Le timing semble parfait puisque ces nouvelles normes prudentielles seront applicables en 2025 en même temps que MiCA, ce qui amènera plus de clarté au cadre réglementaire pour les acteurs bancaires et leurs activités et favorisera l’adoption des cryptomonnaies.

Les défis réglementaires de l’adoption de MiCA par les banques : naviguer dans des eaux agitées

Si tous les aspects réglementaires semblent inciter les banques à étendre leurs activités aux crypto-actifs, il existe cependant des freins liés à certains risques.

Les risques réputationnels : l’affaire FTX

Les banques sont particulièrement sensibles à leur réputation, qui peut être mise à mal par des scandales ou des controverses.

Exemple : l’affaire FTX est un exemple marquant du risque de réputation que les banques peuvent encourir lorsqu’elles s’engagent dans le domaine des crypto-actifs.

Pour rappel, FTX est une plateforme d’échange de crypto-actifs dirigée par Sam Bankman-Fried et située au Bahamas. Elle a été au cœur d’une série de controverses qui ont sérieusement entaché sa réputation. En effet, la plateforme a été accusée de vendre des actifs fictifs à ses clients, qui n’étaient pas soutenus par des fonds réels. Cela a causé de graves problèmes lorsque les clients ont voulu retirer leurs fonds. De plus, Alameda Research, une autre entreprise dirigée par Sam Bankman-Fried, a été accusée de siphonner des fonds des clients de FTX pour se financer.

À noter : ces problèmes ne sont pas liés à la blockchain ou aux crypto-actifs mais à la gestion de ces actifs par les dirigeants de FTX. Cela souligne l’importance pour les banques de comprendre et de gérer correctement les risques associés à l’engagement dans le domaine des crypto-actifs.

Les risques de hacks

Les risques liés à la sécurité sont une autre préoccupation majeure pour les banques lorsqu’il s’agit de s’engager dans le domaine des crypto-actifs. Selon le site DefiLlama, le montant total des hacks dans le domaine des crypto-actifs en 2022 s’élevait à 3,8 milliards de dollars.

Malgré la préoccupation suscitée par ces chiffres, il est essentiel de souligner que le rapport de Chainalysis indique que l’activité criminelle associée aux crypto-actifs représente une infime partie du volume total, soit moins de 1 %.

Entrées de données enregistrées

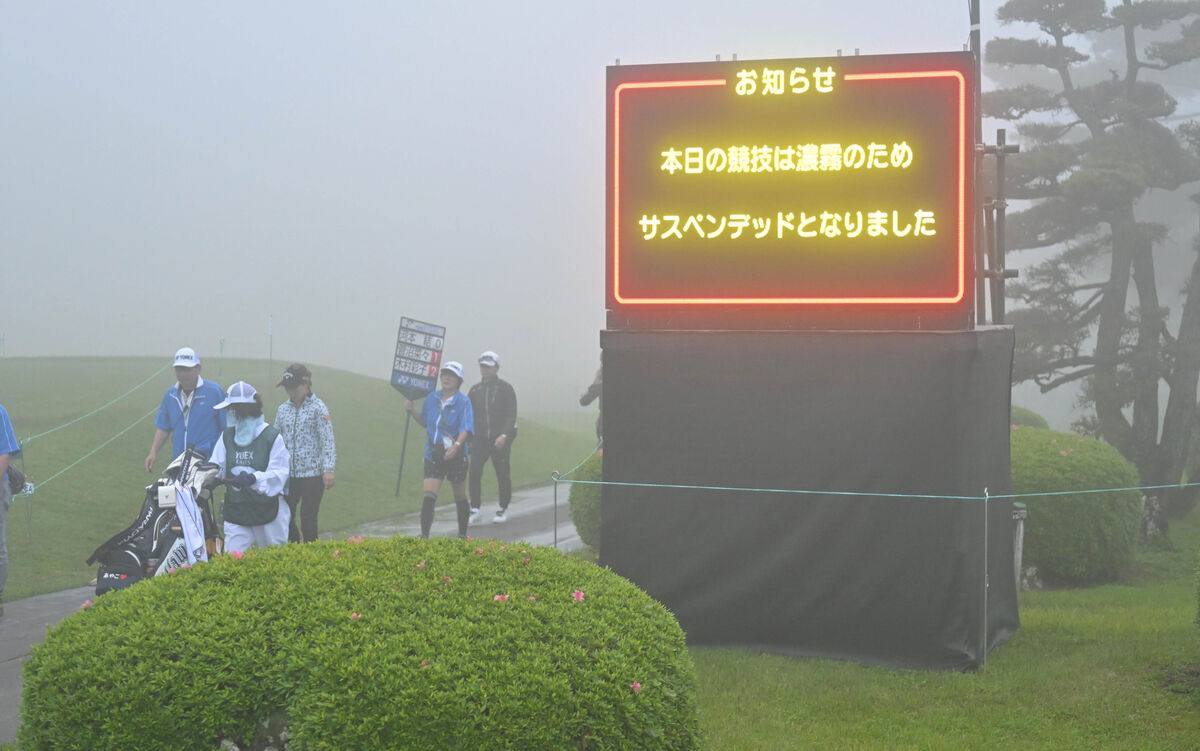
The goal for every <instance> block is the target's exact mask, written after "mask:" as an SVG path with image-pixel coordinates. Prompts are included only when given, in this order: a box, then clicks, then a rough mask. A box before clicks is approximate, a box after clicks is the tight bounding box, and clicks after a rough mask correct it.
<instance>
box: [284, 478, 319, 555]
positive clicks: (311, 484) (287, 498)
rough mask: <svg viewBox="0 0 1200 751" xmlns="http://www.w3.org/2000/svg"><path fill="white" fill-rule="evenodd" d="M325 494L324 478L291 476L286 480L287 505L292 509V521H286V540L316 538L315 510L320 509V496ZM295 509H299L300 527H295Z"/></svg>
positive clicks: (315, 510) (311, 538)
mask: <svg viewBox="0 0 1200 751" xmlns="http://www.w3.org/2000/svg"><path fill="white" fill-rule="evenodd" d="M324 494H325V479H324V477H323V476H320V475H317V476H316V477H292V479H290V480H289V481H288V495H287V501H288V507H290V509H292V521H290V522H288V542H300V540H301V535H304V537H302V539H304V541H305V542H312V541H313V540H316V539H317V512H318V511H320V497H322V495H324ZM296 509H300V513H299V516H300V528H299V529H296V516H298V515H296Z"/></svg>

---

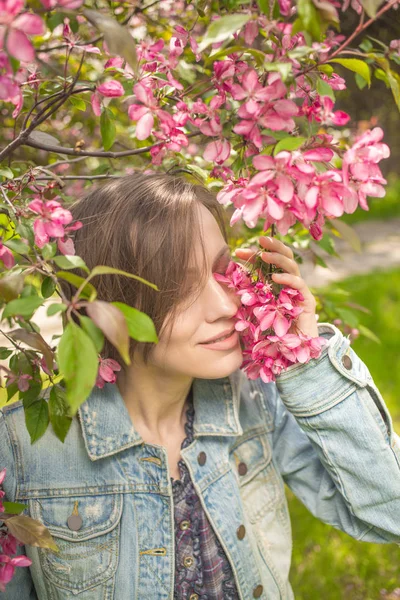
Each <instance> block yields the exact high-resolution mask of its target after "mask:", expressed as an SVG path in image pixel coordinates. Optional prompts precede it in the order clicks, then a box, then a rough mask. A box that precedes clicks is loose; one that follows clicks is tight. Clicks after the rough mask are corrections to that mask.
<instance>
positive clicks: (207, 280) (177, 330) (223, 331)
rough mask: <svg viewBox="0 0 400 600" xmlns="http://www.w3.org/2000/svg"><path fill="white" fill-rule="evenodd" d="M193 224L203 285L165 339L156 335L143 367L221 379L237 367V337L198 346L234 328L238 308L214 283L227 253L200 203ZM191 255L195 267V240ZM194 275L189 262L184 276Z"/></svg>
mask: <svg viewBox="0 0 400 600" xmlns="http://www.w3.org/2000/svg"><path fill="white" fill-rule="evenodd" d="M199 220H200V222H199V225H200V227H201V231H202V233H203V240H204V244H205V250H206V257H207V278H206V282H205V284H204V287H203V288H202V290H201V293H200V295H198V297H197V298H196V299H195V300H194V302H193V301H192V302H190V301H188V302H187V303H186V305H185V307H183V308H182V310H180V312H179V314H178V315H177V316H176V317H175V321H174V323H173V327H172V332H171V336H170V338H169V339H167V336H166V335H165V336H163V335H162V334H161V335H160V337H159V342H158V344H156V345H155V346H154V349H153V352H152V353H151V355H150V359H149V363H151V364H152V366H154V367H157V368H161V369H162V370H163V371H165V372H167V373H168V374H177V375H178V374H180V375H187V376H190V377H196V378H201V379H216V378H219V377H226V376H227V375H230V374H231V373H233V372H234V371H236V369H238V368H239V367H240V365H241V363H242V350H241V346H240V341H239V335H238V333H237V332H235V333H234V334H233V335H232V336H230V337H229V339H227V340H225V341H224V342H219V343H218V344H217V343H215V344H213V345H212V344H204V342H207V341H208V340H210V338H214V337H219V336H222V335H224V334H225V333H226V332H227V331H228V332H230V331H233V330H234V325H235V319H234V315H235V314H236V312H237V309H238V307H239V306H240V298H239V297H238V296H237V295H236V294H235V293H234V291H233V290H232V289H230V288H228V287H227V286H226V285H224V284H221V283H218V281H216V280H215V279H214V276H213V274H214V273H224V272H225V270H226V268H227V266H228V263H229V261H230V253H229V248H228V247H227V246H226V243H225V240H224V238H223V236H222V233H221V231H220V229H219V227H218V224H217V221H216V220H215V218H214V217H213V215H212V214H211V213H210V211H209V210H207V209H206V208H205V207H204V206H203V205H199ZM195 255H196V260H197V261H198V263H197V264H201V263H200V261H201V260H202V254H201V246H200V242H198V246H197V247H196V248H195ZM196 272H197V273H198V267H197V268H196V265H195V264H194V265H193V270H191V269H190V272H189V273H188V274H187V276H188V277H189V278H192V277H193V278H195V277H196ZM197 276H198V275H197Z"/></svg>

> _Consigne_
Pouvez-vous prolonger le texte sur les banques face aux risques des crypto-actifs en reprenant juste après sa dernière phrase ? Ces entrées n'ont aucun lien avec le texte.

> _Résultat attendu_
En effet, la part de toute l’activité de crypto-actifs associée à l’activité illicite a augmenté pour la première fois depuis 2019, passant de 0,12 % en 2021 à 0,24 % en 2022. Cependant, malgré cette augmentation cette année, le crime en tant que part de toute l’activité crypto est toujours en baisse.

Que signifient ces données ? Bien que les crypto-actifs présentent des risques, ils ne sont pas nécessairement plus élevés que ceux associés à d’autres formes de transactions financières. Pour les banques, l’important est de comprendre ces risques et de mettre en place des mesures de sécurité et les dispositifs de conformités appropriés. L’adoption de réglementations telles que MiCA peut aider à atténuer ces risques en établissant des normes claires pour les prestataires de services sur actifs numériques (PSAN), y compris en matière de fonds propres et d’assurance.

Il est important de noter que les banques ont déjà une solide culture de conformité. En effet, la conformité est un métier à part entière dans le secteur bancaire, avec des équipes dédiées qui veillent à ce que l’organisation respecte les réglementations en vigueur. Ces équipes de conformité ont une expertise précieuse qui pourrait être mise à profit dans le domaine des crypto-actifs. Les banques pourraient donc s’appuyer sur les dispositifs de conformité existants et les étendre aux activités liées aux crypto-actifs.

À noter : dans l’ensemble, à l’exception de quelques cas isolés, les caractéristiques de transparence et de traçabilité des crypto-actifs en font un instrument peu adapté aux activités illicites. Chainalysis en a d’ailleurs fait son fonds de commerce.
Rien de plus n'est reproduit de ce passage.